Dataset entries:
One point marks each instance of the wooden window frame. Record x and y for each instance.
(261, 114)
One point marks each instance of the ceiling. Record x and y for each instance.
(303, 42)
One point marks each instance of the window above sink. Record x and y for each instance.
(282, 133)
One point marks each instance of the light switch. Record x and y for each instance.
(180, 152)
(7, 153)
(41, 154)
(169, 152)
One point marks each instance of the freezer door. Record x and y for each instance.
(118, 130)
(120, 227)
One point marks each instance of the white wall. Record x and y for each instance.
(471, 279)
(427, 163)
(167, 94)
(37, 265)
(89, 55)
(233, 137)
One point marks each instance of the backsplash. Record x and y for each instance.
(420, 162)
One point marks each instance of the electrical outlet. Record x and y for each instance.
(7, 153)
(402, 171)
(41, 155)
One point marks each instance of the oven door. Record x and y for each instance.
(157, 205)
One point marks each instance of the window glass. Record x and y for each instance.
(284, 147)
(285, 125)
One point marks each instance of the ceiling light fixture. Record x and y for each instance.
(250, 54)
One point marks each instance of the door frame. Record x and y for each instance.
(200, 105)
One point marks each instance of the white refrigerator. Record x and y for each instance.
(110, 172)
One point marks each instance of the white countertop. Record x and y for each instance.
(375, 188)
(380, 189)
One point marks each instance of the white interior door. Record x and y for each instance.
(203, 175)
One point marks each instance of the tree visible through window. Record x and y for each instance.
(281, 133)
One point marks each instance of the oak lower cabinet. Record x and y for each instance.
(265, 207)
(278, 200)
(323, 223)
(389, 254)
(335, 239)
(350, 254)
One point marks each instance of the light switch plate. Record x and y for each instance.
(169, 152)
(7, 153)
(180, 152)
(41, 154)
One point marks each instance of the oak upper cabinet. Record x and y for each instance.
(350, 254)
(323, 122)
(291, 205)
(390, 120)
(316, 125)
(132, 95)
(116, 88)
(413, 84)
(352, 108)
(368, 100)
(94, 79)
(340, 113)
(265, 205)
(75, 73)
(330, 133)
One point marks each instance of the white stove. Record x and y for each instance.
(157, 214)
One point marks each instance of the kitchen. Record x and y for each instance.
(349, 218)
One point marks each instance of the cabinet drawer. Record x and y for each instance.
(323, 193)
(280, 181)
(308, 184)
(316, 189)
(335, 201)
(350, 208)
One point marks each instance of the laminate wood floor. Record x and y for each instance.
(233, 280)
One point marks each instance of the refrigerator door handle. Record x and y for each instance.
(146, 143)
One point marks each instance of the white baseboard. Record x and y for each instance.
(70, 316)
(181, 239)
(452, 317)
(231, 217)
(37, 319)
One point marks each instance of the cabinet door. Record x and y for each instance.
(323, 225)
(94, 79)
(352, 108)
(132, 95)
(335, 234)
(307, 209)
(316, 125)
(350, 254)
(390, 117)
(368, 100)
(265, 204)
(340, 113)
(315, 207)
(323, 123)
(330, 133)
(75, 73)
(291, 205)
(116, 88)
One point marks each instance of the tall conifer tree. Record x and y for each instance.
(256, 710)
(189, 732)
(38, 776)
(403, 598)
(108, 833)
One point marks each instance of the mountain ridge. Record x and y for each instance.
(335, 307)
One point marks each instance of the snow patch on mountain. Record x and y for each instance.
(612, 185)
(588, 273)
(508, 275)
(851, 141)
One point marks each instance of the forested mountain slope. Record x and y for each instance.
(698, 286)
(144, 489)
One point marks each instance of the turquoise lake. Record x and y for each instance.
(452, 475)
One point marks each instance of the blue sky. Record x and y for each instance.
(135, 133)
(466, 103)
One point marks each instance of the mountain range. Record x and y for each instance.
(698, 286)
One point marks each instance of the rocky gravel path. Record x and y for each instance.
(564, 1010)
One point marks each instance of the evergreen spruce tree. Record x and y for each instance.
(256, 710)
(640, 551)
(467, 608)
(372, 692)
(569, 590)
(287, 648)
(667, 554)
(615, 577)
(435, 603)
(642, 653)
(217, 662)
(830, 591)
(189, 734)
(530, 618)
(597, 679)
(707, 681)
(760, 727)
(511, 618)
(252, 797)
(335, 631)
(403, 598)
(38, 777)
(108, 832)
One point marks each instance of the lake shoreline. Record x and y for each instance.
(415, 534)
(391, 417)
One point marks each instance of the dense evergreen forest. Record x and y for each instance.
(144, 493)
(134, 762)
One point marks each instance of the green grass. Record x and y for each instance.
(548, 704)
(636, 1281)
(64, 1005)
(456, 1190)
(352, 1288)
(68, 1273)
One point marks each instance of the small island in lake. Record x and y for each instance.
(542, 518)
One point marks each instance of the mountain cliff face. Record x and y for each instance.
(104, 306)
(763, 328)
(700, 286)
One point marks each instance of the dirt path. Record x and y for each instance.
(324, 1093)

Set task: Restate each record exactly as written.

Full solution:
One point marks each instance of the wooden window frame. Record x and y for each instance.
(261, 114)
One point marks each instance of the ceiling. Record x and y for each instance.
(303, 42)
One point marks each instance of the window above sink. Record x and y for each instance.
(282, 133)
One point marks each instance of the light switch. Record x and y for each instance.
(180, 152)
(7, 153)
(41, 154)
(169, 152)
One point marks each instance of the freezer door. Record x and y for each instance.
(118, 130)
(120, 227)
One point marks each instance of the white wall. Record x and y for each instance.
(471, 279)
(427, 163)
(167, 94)
(37, 265)
(89, 55)
(233, 137)
One point marks each instance of the backsplash. Record x and y for each instance.
(420, 162)
One point marks each instance of the electrical outlet. Record x and y for each instance.
(7, 153)
(402, 171)
(41, 155)
One point marks each instance of the oven door. Record x and y for each instance.
(157, 205)
One point marks each instance of the window glass. Record x and y for each instance.
(284, 147)
(285, 125)
One point marks each instance of the ceiling light fixture. Record x and y for each instance.
(250, 54)
One point marks each instance of the door frame. Record x and y for each instance.
(200, 105)
One point marks each instance of the white refrigerator. Record x and y for each instance.
(110, 172)
One point marks each instance of the white countertop. Record x and y for each instance.
(375, 188)
(380, 189)
One point marks each instance of the white interior door. Record x and y for each instance.
(203, 175)
One point marks each instance of the tree visible through window. Record x and y for each instance.
(281, 133)
One point marks each instance of the oak lower cabinet. Record x and y for each instance.
(265, 207)
(278, 200)
(323, 223)
(389, 254)
(335, 239)
(350, 254)
One point marks each instance of the light switch plate. Record x and y for each instance.
(169, 152)
(7, 153)
(180, 152)
(41, 154)
One point marks each instance of the oak upper cabinet. Record x and y for each instance.
(350, 254)
(323, 122)
(291, 205)
(390, 120)
(316, 125)
(132, 95)
(116, 88)
(413, 84)
(352, 108)
(368, 100)
(94, 79)
(340, 113)
(265, 205)
(75, 73)
(330, 133)
One point marks each instance of the white stove. Record x and y for each instance.
(157, 214)
One point marks each instance of the kitchen. Record x and y for each instance.
(349, 218)
One point marks each instance of the cabinet drawer. Record x and y for each instance.
(323, 193)
(280, 181)
(308, 184)
(316, 189)
(335, 201)
(350, 208)
One point marks each instance of the laminate wood floor. Record x and y for each instance.
(233, 280)
One point marks each instance of the refrigerator door handle. Record x and y for each instance.
(146, 143)
One point marks each instance of the white baseboard. Record x and y for each instance.
(70, 316)
(181, 239)
(452, 317)
(231, 217)
(37, 319)
One point marks each instance of the cabinet door. Record x and y for each instance.
(323, 225)
(94, 79)
(352, 108)
(132, 95)
(335, 234)
(307, 209)
(316, 125)
(350, 254)
(390, 117)
(368, 100)
(265, 204)
(340, 113)
(315, 207)
(323, 123)
(330, 133)
(75, 73)
(291, 205)
(116, 88)
One point marks each instance of the tall conifer tree. Record x and y for each instance.
(256, 710)
(189, 732)
(38, 776)
(403, 598)
(108, 833)
One point marks each instance of the mountain ridge. Record x and y for each instance.
(335, 307)
One point marks each instance of the snow patch on mountain. Record x and y for each instance.
(612, 185)
(588, 273)
(508, 275)
(851, 141)
One point marks each instance of the forested mountain slope. Record x and y for each instance.
(698, 286)
(144, 489)
One point marks each instance of the turquoise lake. Record x and y for each instance.
(452, 475)
One point marks each instance of the blue sky. Record x and y for each instance.
(135, 133)
(466, 103)
One point marks each instance of the mountain range. Record x and y for each instance.
(698, 286)
One point marks each instance of the rocky gravel path. Record x and y for each instance.
(564, 1010)
One point marks each instance of the evergreen spruce tree. Record x and y for each instance.
(256, 710)
(640, 551)
(467, 608)
(372, 692)
(569, 590)
(287, 648)
(667, 554)
(615, 577)
(435, 603)
(642, 653)
(217, 662)
(830, 591)
(189, 734)
(530, 618)
(597, 679)
(707, 681)
(760, 727)
(511, 618)
(252, 797)
(335, 631)
(403, 598)
(38, 777)
(108, 832)
One point marks each instance of the lake shoreline. Record x and y for each instance.
(415, 534)
(391, 417)
One point marks each instance of the dense evergreen forest. Record x and y for each instance.
(144, 493)
(134, 762)
One point marks each instance of the green grass. Record x and y for each instance.
(548, 704)
(636, 1281)
(64, 1005)
(456, 1190)
(352, 1288)
(68, 1273)
One point marks each instance of the small island in lake. Record x and y for each instance.
(542, 518)
One point marks each instance of the mountain cliff face. Record x and y for each instance.
(104, 306)
(763, 328)
(700, 286)
One point marks each instance of the dirt path. Record x and y for each instance.
(324, 1093)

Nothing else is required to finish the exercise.